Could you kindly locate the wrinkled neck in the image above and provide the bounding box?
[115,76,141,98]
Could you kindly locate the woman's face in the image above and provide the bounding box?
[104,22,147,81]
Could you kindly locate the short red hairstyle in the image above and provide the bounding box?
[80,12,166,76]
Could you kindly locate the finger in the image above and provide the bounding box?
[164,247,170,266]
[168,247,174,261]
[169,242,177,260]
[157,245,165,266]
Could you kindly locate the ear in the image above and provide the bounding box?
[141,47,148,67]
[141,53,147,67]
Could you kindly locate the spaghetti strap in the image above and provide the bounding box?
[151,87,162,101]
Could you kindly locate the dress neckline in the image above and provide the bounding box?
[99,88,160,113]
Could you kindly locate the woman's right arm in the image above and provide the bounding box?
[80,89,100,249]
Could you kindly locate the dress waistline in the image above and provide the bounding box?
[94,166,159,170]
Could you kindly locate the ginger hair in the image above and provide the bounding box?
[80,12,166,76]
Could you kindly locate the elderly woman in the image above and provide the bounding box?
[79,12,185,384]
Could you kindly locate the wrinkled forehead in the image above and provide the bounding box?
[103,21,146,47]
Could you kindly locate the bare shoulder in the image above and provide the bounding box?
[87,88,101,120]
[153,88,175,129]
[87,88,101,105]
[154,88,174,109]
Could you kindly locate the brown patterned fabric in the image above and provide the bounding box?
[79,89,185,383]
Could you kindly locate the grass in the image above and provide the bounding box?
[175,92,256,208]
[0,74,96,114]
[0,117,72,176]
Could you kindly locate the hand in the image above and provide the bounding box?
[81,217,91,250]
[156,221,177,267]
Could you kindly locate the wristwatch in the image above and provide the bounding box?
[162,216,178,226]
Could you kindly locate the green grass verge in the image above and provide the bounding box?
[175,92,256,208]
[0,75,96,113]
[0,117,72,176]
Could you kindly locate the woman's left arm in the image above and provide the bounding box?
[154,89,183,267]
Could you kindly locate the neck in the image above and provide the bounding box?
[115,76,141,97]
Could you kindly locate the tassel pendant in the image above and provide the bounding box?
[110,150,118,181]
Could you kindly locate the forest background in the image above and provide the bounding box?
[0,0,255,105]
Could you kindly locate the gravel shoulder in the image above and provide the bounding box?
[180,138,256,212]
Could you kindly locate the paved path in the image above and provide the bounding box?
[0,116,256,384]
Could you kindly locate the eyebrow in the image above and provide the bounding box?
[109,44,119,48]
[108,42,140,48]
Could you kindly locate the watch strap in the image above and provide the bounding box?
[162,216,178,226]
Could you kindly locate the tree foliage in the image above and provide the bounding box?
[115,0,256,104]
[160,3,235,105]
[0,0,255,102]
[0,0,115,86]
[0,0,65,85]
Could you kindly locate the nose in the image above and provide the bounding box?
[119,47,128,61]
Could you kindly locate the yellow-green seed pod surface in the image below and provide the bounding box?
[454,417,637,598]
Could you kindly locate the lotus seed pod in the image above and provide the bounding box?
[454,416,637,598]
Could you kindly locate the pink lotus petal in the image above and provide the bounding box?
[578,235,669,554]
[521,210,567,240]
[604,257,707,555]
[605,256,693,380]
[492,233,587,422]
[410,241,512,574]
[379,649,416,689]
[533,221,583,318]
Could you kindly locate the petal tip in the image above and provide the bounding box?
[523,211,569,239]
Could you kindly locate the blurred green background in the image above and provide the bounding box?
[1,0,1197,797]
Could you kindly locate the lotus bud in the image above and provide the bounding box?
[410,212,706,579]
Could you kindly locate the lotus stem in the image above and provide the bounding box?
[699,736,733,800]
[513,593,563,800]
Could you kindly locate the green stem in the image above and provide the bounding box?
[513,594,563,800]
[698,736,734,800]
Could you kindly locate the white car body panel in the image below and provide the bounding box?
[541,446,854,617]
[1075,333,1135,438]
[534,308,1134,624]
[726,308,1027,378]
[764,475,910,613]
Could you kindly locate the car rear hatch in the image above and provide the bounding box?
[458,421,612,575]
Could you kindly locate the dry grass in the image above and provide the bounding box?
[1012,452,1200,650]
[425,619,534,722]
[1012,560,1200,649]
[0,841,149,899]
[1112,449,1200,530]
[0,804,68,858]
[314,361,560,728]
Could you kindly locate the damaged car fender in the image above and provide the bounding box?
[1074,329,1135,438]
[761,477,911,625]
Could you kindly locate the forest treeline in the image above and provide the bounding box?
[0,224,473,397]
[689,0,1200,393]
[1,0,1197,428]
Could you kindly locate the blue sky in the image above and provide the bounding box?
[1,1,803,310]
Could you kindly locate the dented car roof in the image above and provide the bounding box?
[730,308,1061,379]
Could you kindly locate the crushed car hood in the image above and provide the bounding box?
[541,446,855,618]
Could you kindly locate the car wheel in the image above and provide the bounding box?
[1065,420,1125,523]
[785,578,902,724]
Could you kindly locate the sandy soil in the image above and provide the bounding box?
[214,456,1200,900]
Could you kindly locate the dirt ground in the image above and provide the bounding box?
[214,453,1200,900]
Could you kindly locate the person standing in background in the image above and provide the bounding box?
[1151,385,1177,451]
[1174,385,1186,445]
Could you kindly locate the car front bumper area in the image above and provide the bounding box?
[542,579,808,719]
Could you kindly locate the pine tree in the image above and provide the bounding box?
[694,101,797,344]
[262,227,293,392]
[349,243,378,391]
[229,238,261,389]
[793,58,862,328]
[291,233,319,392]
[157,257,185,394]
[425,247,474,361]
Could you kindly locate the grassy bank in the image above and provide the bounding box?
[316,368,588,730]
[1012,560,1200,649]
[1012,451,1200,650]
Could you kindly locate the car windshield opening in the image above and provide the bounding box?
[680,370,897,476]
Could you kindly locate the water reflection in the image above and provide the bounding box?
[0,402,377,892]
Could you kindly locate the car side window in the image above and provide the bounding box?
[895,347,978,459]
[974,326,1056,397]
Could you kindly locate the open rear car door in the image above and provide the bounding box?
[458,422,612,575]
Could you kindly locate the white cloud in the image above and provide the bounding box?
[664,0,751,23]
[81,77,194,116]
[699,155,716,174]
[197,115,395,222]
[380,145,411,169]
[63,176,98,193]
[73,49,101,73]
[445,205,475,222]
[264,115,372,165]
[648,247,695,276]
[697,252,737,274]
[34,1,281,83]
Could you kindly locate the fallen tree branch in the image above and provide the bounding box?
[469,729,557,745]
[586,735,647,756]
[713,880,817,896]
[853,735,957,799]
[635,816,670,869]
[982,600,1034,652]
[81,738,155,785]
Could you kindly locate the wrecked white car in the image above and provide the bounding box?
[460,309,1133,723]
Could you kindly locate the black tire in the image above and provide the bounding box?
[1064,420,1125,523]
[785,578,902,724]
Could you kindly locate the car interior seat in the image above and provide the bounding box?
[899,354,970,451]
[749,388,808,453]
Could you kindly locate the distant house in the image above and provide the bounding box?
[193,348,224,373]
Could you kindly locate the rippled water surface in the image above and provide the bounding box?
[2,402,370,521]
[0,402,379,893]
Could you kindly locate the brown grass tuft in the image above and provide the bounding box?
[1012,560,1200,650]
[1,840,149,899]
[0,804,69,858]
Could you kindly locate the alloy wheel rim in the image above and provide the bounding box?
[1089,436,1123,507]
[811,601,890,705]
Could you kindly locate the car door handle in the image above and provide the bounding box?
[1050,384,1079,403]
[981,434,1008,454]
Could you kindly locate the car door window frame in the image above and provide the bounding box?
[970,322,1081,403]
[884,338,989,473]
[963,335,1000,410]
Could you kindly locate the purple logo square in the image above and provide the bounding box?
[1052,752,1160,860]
----------
> _ACTIVITY_: Print the records once more, exactly as written.

> _SOLVED EXERCISE_:
Could you kindly locate the wrinkled neck in the image above and provide the bounding box?
[115,76,141,98]
Could you kindly locate the woman's face in the image above and provide the bounding box?
[104,22,147,81]
Could you kindly locate the short red hairstyle in the image above and provide the bounding box?
[80,12,166,76]
Could you kindly locate the finger in the image above and provide the bounding box?
[164,247,170,266]
[168,247,174,261]
[169,242,177,260]
[157,245,165,266]
Could you kindly locate the ear in the image above and provide the bounding box?
[141,47,148,67]
[141,53,147,67]
Could you kindly locate the spaghetti strap in the image above and provide the bounding box?
[151,87,162,101]
Could you kindly locate the dress neckline in the image above and provide the bounding box?
[99,88,160,113]
Could you kindly locate the woman's right arm in the image above and provide the bounding box?
[80,89,100,249]
Could you kindly locate the dress waistline in the image above and provide the bounding box?
[94,166,159,170]
Could you kindly locate the ginger hair in the image above and provide the bounding box?
[80,12,166,76]
Could you kindly locate the elderly woman in the image above and provide the bounding box?
[79,12,185,384]
Could you kindly locate the wrinkled forehead in the image above and provide the bounding box?
[103,21,146,47]
Could you kindly locate the bare shoulder in the image above and provide the bounding box?
[87,88,101,120]
[153,88,175,129]
[87,88,101,105]
[154,88,174,109]
Could you kindly locate the brown patterned fabric in the image above and provide the bounding box?
[79,89,185,383]
Could you kindly locate the grass in the image above and provide the bounding box?
[175,92,256,208]
[0,74,96,114]
[0,117,72,176]
Could you kindly locate the hand in the image above and provide the bounding box?
[81,217,91,250]
[156,221,177,267]
Could you kindly locate the wristwatch in the image above and provide the bounding box?
[162,216,178,226]
Could you kindly locate the green grass verge in the image above and provide the bounding box?
[175,92,256,208]
[0,75,96,113]
[0,117,72,176]
Could you kindly locate the woman's left arm in the image above and provide the bounding box?
[154,89,183,267]
Could you kindly locate the neck in the image above and provide the bounding box?
[115,76,141,97]
Could you kindly locate the tassel pendant in the image above and provide the bounding box?
[110,150,118,181]
Could you kindly locate the forest background in the image above and provide the bounding box?
[0,0,255,105]
Could you kindly locate the gravel shoulder in the image above and provide the bounding box?
[180,138,256,212]
Could you kindly locate the paved path in the image above and provide the bounding box?
[0,116,256,384]
Could you kindly locate the eyebrow in the image above and provide the bounding box?
[109,44,119,48]
[108,42,140,48]
Could you kindly locate the watch strap in the image above and provide the bounding box?
[162,216,178,226]
Could you kindly locate the tree foliage in the image above and provide the bounding box?
[115,0,256,104]
[160,3,235,105]
[0,0,255,102]
[0,0,115,86]
[0,0,65,85]
Could you kindly locate the nose in the image above and provide the bounding box?
[119,47,128,61]
Could you kindly locate the yellow-green seed pod surface in the image below and provide the bounding box?
[454,417,637,598]
Could you kindly locate the lotus seed pod in the image above and provide the bounding box?
[454,416,637,598]
Could you kindly locate the pink lotus petal in the image above and provide the bounding box?
[578,235,669,554]
[521,210,567,240]
[604,257,707,555]
[605,256,693,380]
[492,233,587,422]
[410,241,512,574]
[379,649,416,689]
[533,221,583,318]
Could you kindly locate the petal tip in the image above and provide the bounding box?
[523,211,569,239]
Could you kindly locate the blurred green background in the image above and provide the bounding box?
[1,0,1197,797]
Could you kindly locate the lotus bud in the image above and provide the bounding box?
[410,212,706,579]
Could you kindly locate the lotus stem in the image above and provide the bounding box?
[699,736,733,800]
[513,593,563,800]
Could you kindly locate the green stem in the image above and provide the bounding box?
[513,594,563,800]
[698,736,734,800]
Could you kindly locate the white car body panel in the image below and provide the bounding box?
[541,446,854,617]
[1075,333,1135,438]
[534,308,1134,624]
[726,308,1027,378]
[764,475,910,613]
Could you kindly locate the car rear hatch in the image above and provide the bounding box?
[458,421,612,575]
Could you kindly locate the dry grass in the image above and provide the bounding box?
[1012,452,1200,650]
[425,619,534,722]
[1012,560,1200,649]
[0,841,149,899]
[1112,449,1200,530]
[0,804,68,858]
[314,361,560,728]
Could you kindly locate the damaged car fender in the image above and provide the bounding box?
[1074,329,1135,438]
[761,477,911,625]
Could you kindly locate the forest treeline in the image above and provide the bounding box?
[0,224,473,397]
[689,0,1200,393]
[1,0,1197,428]
Could you kindly locate the blue sky in the image above and provide the bounding box?
[1,1,803,310]
Could you kindly locate the dented car roof in the image above and provide the bounding box?
[730,308,1061,379]
Could you kindly locate the crushed car hood in the image above and provide the bounding box?
[541,446,855,618]
Could you kindly locate the car wheel in the image above and provide the bounding box?
[1065,420,1125,523]
[785,578,902,724]
Could you kindly locate the sandy soil in the image above and provide the bounding box?
[214,456,1200,900]
Could you kindly locate the dirt ground in the image above and provide the bounding box?
[214,453,1200,900]
Could you kindly locate the person standing in background in the image above and provide the bounding box?
[1151,385,1177,451]
[1174,385,1186,445]
Could you kindly locate the car front bumper area in the image above and provide the bounding box?
[542,579,808,719]
Could you kindly locate the pine tree in the image above and provide the bounding box?
[694,101,797,344]
[262,227,293,392]
[349,243,378,391]
[229,238,261,389]
[793,58,862,328]
[291,233,319,392]
[157,257,185,394]
[425,247,474,361]
Could you kindly locate the grassy bank in the image above and provide the bounding box?
[316,368,588,730]
[1012,560,1200,649]
[1012,451,1200,650]
Could you kindly locate the car windshield opening in the image above and provide the bounding box?
[680,370,897,476]
Could you kindly locate the water reflection in the image above and provide the bounding box?
[0,402,377,892]
Could you kindly locate the car side window in the image above and provide the bounding box?
[895,347,978,459]
[974,326,1056,397]
Could you kindly locate the open rear car door in the image above and provide the bounding box?
[458,422,612,575]
Could you kindly locate the white cloud in the image above and provide the bounding box?
[664,0,751,23]
[81,77,194,116]
[699,155,716,174]
[197,115,395,222]
[380,145,411,169]
[63,176,98,193]
[73,49,101,73]
[445,205,475,222]
[264,115,372,165]
[648,247,695,276]
[697,252,737,274]
[34,1,281,83]
Could you kindly locate the fallen tree branch in the image above and provide the bounding box?
[469,729,557,745]
[586,735,647,756]
[713,880,817,896]
[853,735,957,799]
[635,816,670,869]
[982,600,1034,652]
[81,738,155,785]
Could you kindly locate the wrecked white car in the image above and provide the bounding box?
[460,309,1133,723]
Could you kindly locate the black tire in the image above and provide the bounding box?
[1064,420,1125,523]
[785,578,902,724]
Could you kindly locate the car interior seat in the image above and provide the bounding box?
[899,354,970,451]
[749,388,808,453]
Could you kindly locate the distant house in the image above and provide the bounding box?
[193,348,224,373]
Could you kindly locate the rippled water surface in the image above and provide the bounding box?
[2,402,370,521]
[0,402,379,893]
Could you kindly locate the brown grass tuft in the image above and provide the bounding box?
[1012,560,1200,650]
[1,840,149,899]
[0,804,69,858]
Could you kindly locate the alloy wheel rim in the image above and provide the bounding box?
[1089,436,1123,507]
[811,601,890,705]
Could you kindly locate the car door handle in the image above and provide the bounding box?
[1050,384,1079,403]
[981,434,1008,454]
Could you kindly locate the car door window frame in the image above and provide the bounding box?
[970,322,1081,403]
[884,338,989,473]
[963,335,1000,410]
Could you kindly locate the purple logo square in the image above and provide the bounding box?
[1052,752,1160,860]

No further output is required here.